→ Explore the material
[1] Which NBA teams are named in the piece about the Anthony Davis trade?
[2] Can you continue the piece about the Anthony Davis trade, picking up after its final line?

→ Document section
━━━

Other than JR, of course
We’ll always have those forty or so hours after the Raptors victory, that beautiful moment when the collective NBA world celebrated Toronto’s first ever championship, prayed for the health of poor Klay Thompson, and caught their breath before what might be the most intriguing free agency ever. This fragile peace exploded after another Woj bomb: Anthony Davis had finally been traded to the Los Angeles Lakers.
This trade had everything: a jettisoning of a young core prophesied by Game of Zones, a complete upheaval of Thursday’s draft, and the unwelcome return of Lavar Ball. It also reshapes an NBA landscape already in flux and, in one move, may transform the Lakers from lottery-bound to potential contenders while jumpstarting the Pelicans’ rebuild.
For analysis of the actual transaction, I enjoyed SBNation’s recap on the winners and losers of the trade, along with The Ringer’s roundtable on the deal. I wanted to use this space to instead try and answer a different question.
Is Anthony Davis now the best teammate LeBron James has ever had?

━━━

→ Records shown
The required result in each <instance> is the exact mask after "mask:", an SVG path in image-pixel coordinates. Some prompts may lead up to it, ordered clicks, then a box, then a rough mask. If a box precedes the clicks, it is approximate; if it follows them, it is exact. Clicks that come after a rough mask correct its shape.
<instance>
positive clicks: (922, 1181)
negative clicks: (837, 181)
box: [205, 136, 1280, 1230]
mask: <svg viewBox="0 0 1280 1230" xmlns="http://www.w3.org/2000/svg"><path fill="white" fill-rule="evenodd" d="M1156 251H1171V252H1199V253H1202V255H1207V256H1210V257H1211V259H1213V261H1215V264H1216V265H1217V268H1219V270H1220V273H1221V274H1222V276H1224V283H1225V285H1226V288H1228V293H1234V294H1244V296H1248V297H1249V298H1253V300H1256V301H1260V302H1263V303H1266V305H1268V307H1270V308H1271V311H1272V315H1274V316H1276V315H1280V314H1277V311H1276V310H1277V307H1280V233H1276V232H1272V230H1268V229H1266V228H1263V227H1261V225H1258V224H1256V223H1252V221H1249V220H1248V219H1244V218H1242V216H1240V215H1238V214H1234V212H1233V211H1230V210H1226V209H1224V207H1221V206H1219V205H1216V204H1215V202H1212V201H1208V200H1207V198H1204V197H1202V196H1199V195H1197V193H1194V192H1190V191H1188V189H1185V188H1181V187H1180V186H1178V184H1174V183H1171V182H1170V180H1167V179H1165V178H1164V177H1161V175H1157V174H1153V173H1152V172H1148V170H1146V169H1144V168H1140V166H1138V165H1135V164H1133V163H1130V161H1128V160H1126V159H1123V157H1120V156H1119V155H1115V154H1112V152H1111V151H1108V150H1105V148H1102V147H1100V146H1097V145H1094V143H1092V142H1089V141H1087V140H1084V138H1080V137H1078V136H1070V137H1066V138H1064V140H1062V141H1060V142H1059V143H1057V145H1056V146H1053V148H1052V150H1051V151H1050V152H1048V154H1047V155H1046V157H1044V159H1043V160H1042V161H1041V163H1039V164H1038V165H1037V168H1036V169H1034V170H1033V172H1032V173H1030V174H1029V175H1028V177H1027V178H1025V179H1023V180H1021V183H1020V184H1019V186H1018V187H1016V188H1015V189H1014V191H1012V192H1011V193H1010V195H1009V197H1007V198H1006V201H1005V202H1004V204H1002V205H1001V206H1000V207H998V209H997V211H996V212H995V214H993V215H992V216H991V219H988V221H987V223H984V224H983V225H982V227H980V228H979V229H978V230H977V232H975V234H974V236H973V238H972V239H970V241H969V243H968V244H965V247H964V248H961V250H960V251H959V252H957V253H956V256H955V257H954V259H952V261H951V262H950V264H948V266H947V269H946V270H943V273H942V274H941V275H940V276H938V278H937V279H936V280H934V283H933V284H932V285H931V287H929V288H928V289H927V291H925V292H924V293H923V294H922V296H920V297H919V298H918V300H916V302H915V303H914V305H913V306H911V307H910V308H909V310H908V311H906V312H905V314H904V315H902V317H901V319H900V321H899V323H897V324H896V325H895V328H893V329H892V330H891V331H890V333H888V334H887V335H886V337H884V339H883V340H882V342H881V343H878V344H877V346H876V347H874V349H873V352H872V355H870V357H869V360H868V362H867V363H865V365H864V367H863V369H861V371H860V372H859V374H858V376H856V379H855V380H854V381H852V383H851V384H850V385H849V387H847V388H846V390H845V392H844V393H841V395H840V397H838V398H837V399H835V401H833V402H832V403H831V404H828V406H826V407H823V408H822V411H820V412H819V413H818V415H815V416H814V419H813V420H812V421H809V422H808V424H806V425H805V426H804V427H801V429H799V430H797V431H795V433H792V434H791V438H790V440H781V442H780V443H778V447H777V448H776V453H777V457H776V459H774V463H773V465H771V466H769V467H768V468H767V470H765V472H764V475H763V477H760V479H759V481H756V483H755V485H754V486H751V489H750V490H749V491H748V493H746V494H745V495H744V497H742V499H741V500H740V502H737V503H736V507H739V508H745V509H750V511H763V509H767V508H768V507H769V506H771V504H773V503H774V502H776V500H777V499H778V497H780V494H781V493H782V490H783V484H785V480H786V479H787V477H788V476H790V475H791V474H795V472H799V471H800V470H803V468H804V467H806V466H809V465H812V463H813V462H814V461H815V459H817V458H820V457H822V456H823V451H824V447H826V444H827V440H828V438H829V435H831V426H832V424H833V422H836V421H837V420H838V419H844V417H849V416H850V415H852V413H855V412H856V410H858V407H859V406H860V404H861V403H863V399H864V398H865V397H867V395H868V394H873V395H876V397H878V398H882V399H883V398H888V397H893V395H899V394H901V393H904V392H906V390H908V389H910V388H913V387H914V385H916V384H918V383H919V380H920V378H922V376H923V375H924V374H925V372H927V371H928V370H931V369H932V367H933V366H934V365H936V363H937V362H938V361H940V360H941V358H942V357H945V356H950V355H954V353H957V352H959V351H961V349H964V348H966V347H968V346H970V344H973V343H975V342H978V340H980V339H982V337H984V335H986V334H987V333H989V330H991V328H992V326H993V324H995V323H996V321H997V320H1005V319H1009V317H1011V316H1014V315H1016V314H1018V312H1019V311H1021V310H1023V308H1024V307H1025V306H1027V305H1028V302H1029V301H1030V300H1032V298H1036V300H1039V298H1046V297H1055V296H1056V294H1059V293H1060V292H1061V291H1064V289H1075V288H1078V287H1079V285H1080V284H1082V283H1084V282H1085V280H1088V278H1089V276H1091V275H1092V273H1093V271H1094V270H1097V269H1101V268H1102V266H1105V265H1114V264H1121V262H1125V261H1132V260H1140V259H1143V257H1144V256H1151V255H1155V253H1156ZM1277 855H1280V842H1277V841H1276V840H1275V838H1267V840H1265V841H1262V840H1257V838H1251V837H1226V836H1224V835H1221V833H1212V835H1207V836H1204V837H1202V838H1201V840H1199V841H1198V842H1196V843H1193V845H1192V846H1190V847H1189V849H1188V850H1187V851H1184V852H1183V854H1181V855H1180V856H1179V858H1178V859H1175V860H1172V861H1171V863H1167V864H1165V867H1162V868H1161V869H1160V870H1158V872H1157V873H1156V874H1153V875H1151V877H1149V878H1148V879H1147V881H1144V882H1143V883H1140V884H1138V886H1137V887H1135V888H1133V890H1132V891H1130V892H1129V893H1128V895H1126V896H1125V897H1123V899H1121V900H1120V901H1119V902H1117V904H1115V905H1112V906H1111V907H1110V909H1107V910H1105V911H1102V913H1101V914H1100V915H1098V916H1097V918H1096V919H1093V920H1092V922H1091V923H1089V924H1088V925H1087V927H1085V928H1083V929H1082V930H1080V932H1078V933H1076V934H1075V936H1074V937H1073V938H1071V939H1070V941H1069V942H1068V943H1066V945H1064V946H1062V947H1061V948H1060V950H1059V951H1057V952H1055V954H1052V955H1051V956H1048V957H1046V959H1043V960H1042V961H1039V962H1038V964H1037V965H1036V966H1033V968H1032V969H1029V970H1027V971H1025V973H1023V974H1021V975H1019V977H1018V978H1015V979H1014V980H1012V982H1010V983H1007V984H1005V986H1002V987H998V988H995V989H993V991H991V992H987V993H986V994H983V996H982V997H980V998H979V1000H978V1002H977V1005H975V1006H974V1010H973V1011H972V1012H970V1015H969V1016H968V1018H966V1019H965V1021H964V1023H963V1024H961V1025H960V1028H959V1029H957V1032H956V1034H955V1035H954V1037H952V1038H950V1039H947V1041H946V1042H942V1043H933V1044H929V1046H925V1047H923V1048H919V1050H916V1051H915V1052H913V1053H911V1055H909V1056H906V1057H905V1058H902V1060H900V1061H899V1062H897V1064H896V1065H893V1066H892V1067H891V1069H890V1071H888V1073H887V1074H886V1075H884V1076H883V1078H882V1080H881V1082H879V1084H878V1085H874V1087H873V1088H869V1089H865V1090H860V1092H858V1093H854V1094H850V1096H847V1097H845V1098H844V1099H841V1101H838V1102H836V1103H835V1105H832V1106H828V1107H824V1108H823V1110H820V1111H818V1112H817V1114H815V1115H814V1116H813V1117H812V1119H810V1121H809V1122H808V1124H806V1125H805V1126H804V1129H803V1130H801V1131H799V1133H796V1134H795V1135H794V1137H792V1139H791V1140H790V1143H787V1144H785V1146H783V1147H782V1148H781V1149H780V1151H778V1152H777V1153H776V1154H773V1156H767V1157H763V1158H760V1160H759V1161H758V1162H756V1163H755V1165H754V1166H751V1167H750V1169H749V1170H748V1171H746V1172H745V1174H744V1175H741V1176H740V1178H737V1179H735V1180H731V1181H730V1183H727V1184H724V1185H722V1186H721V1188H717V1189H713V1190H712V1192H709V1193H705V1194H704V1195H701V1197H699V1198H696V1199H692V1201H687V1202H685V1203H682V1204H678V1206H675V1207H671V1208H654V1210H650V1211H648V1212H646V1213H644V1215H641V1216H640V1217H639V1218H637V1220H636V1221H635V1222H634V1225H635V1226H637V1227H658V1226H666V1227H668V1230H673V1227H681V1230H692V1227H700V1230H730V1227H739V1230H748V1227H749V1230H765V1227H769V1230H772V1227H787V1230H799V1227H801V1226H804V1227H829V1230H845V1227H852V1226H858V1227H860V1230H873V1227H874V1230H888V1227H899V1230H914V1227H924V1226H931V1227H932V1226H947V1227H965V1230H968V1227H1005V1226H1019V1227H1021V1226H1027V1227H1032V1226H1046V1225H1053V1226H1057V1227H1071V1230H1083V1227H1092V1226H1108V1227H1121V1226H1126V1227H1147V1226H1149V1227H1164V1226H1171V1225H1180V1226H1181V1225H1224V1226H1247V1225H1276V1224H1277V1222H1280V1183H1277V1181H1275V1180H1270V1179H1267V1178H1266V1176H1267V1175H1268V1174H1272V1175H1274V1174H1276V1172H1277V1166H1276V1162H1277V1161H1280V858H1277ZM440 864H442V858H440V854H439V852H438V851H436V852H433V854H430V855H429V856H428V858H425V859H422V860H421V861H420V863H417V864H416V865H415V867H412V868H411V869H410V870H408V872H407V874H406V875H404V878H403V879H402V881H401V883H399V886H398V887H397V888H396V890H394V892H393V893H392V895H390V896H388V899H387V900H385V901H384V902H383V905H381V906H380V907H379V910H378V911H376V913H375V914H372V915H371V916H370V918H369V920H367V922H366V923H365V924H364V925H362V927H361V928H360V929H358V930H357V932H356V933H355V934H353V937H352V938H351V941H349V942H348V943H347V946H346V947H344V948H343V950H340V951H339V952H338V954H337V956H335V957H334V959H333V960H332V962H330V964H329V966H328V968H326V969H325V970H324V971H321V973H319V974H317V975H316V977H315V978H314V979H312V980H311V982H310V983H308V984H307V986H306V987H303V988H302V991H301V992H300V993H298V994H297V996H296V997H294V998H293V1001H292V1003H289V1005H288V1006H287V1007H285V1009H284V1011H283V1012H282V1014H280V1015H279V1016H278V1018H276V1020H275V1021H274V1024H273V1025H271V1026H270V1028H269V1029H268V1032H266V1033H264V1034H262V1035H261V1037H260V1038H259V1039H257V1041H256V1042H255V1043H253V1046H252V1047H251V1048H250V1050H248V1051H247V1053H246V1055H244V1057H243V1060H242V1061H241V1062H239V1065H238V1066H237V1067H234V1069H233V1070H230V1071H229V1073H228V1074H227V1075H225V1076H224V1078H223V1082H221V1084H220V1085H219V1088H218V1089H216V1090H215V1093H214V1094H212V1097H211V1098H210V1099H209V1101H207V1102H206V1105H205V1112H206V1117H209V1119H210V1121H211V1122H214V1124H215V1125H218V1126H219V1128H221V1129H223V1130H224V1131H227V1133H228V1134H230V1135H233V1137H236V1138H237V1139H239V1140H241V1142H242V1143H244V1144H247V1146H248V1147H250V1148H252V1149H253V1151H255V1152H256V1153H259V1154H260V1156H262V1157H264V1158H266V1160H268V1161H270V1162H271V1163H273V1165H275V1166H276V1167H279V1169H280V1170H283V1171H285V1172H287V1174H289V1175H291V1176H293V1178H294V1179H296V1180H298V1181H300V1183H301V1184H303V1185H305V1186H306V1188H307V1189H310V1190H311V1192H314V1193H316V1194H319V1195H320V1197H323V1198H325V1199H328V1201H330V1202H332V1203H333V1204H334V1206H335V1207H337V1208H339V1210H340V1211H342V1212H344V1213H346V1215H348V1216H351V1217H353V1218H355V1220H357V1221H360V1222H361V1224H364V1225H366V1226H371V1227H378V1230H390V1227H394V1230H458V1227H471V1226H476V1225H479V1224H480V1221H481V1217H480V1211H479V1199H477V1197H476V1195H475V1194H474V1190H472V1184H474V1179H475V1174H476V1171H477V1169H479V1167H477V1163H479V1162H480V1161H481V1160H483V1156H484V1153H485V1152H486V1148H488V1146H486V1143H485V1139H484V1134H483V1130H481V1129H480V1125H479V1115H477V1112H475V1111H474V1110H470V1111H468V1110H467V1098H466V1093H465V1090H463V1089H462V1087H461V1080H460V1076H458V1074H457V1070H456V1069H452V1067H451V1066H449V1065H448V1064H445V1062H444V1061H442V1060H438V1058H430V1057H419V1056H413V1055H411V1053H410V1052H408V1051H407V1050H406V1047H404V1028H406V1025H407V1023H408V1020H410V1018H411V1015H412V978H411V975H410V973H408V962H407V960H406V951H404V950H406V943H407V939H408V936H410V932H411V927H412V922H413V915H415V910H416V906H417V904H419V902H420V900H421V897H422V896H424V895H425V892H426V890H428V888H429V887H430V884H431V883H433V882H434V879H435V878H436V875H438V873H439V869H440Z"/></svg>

━━━

→ Activity answers
[1]
- Raptors
- Los Angeles Lakers
- Pelicans

[2]
Methodology for the study
I pulled together the stats for every LeBron teammate since 2003 from Basketball Reference, filtering for players who had at least fifty games played and averaged at least twenty minutes a game. All stats are pulled for just the seasons they shared with LeBron; for example, Chris Bosh’s output will only be from 2010 to 2014.
I thought this would best answer the question of effectiveness while with LeBron, without having something like Shaq’s career records obscure his one year in Cleveland. Anthony Davis’s stats are his total career to date. Any stats included are defined in this handy Basketball Reference index.
What do the advanced stats tell us?
Given the variations in games played and seasons shared, I focused on two metrics that adjust for those differences. I love looking at the win shares per 48 minutes, which directly measures the player’s ability to produce for his team while adjusting for time played.
Look at Javale McGee flourish! Why trade for AD when the answer was right in front of you, Shaqtin all sorts of a fool?
Davis tops our list here as the only player with a win share per 48 above 0.200, nearly double what Basketball Reference considers the average player performance. His closest competition is the likely counterargument to anything declarative about AD, Dwyane Wade. Wade figures prominently in the debate, and although stats are useful, they do fail to capture the psychic connection enjoyed by LeBron and Wade that produced so many amazing highlights.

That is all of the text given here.